# Document excerpt:
######

Post#3 » by Doctor MJ » Sun Jul 18, 2010 7:37 pm

I'm not a fan. Two things:

1- Berri's one of these statisticians really talks as if he has the only answer, which is honestly impossible. Winston's also like this. Hollinger's not nearly as bad, and yet still does it enough I don't like him.

Aside from simply raising my ire, thinking you have the one answer just tells me that you really don't understand or respect the sport. These guys come in and clearly treat those involved with the sport like they're morons incapable of anything except superstition. No statistical analysis should be done this way.

2- I simply don't buy Berri's results (whereas Winston & Hollinger, as long as you don't go too far with them have useful stats). I've previously brought up the case of Marcus Camby -

In his last 2 years as a Nugget, Camby had a WPs of 17.6 and 21.0 respectively, and the next best player on the team had 6.3 and 9.5. This is an absolutely stunning statement of Camby being an MVP-level player, and being many times more valuable than accepted stars.

What happened when Camby left the next year? Did the team fall apart? No, of course, they got better, despite having now no one on the team with a WP in the double digits. Now defenders of the stat will point to injured players getting healthy etc, but the reality is that Camby has a career history of putting up comparable box score stats, and no significant track record of giving teams huge lifts in performance. In Ilardi's adjusted +/- stats, evaluating all active players as of '08-09 over the seasons from '03-04 to '08-09, Camby was 75th in the league. There's only one conclusion: What Camby contributes, can be mostly be done by plenty of others.

######

# Dataset:

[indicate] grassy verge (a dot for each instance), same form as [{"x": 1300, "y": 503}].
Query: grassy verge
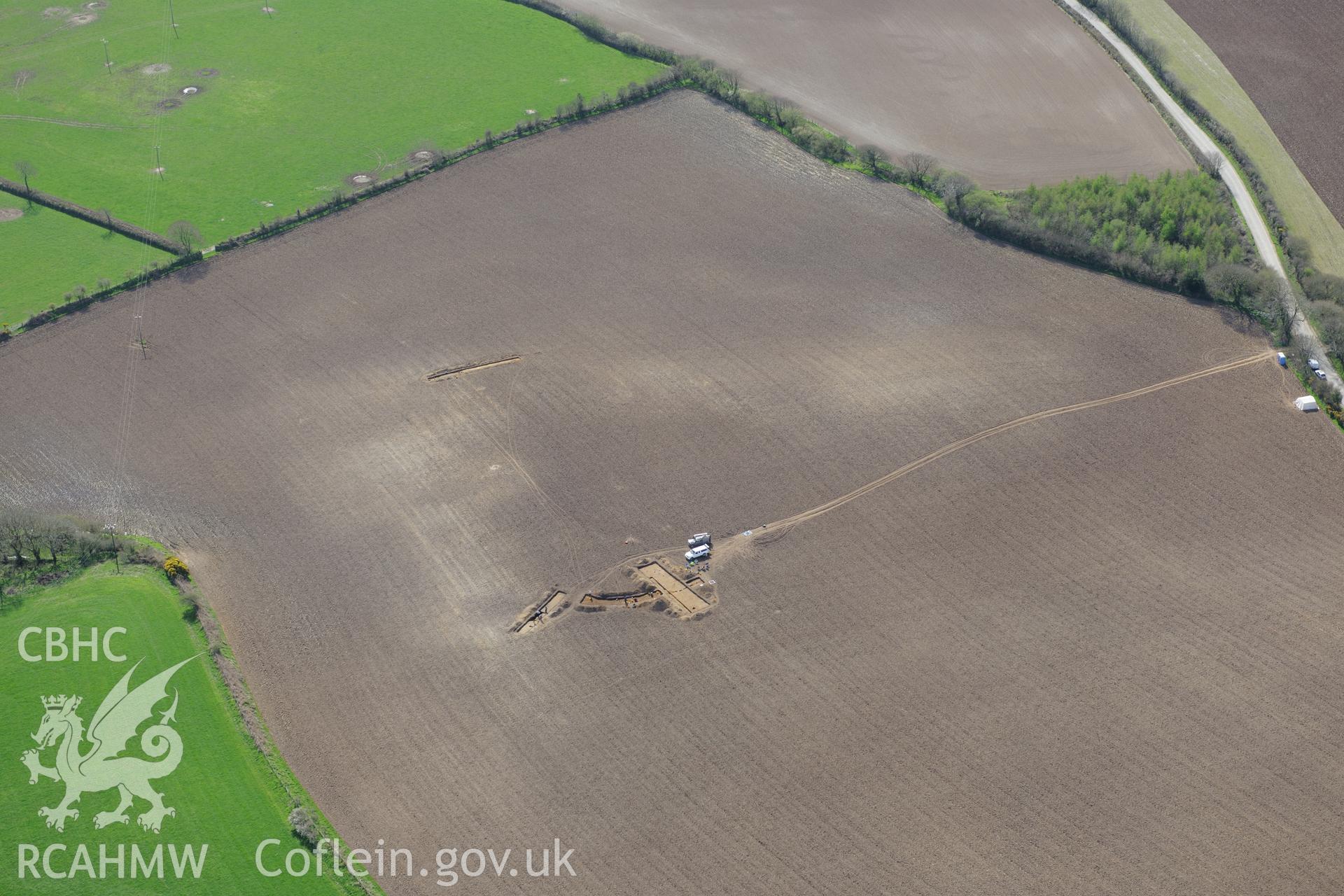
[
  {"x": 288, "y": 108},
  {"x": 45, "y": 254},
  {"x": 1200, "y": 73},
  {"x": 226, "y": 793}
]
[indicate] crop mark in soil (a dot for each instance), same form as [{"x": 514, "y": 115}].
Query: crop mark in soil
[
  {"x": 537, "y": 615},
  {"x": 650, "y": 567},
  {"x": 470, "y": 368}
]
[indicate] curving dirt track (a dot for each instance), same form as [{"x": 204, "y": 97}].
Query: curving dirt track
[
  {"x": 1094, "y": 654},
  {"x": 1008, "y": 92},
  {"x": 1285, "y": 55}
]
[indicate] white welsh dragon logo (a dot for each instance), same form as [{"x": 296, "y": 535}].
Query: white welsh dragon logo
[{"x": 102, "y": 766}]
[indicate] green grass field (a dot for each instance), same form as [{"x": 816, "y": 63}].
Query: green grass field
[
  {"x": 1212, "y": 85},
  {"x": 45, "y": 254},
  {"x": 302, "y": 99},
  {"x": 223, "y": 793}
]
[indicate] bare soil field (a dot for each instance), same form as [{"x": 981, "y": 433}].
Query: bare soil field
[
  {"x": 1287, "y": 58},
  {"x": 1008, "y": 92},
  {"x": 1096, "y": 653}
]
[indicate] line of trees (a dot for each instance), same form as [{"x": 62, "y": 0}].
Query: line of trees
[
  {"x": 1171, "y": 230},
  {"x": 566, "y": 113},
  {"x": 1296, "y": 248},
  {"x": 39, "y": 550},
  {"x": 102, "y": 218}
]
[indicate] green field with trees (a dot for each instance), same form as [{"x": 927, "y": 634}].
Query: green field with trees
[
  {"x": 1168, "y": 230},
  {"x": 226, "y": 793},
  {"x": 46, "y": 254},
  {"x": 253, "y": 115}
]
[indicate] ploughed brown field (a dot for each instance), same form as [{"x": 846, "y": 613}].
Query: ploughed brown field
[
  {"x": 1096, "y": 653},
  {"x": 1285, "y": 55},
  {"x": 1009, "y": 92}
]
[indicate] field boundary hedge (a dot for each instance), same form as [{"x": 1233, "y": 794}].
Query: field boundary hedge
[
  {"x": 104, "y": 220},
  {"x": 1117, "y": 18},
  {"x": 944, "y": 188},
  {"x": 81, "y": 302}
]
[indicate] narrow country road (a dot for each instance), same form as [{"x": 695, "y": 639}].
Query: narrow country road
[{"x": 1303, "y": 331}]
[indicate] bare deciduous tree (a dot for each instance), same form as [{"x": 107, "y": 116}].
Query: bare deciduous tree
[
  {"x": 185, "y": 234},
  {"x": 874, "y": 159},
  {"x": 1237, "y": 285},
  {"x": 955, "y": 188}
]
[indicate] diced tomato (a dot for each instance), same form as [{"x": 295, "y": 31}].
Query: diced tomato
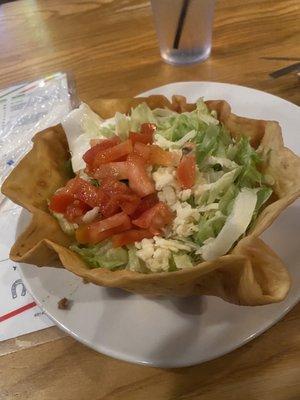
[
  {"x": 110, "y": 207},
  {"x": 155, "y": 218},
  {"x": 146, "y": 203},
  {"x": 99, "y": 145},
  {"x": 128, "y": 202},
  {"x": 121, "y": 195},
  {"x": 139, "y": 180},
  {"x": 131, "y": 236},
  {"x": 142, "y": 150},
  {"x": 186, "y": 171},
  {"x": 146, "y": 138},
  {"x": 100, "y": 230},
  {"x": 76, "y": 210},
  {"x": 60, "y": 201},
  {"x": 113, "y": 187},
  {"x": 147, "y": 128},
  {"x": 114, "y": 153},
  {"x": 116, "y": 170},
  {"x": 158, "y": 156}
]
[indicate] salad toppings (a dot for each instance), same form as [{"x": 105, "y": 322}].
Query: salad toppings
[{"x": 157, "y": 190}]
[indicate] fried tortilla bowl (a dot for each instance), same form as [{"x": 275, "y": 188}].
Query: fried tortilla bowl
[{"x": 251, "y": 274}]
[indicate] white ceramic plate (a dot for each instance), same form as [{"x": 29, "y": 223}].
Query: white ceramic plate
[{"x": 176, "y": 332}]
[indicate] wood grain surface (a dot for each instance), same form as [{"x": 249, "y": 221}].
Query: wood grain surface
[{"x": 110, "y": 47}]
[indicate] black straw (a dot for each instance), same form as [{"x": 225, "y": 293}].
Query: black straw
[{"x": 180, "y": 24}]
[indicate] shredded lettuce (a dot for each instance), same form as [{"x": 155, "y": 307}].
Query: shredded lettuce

######

# Task goal:
Can you reproduce, word for word, the part of the forum post on basketball statistics starting at "I'm not a fan." and ending at "don't like him."?

# Solution to this exercise:
I'm not a fan. Two things:

1- Berri's one of these statisticians really talks as if he has the only answer, which is honestly impossible. Winston's also like this. Hollinger's not nearly as bad, and yet still does it enough I don't like him.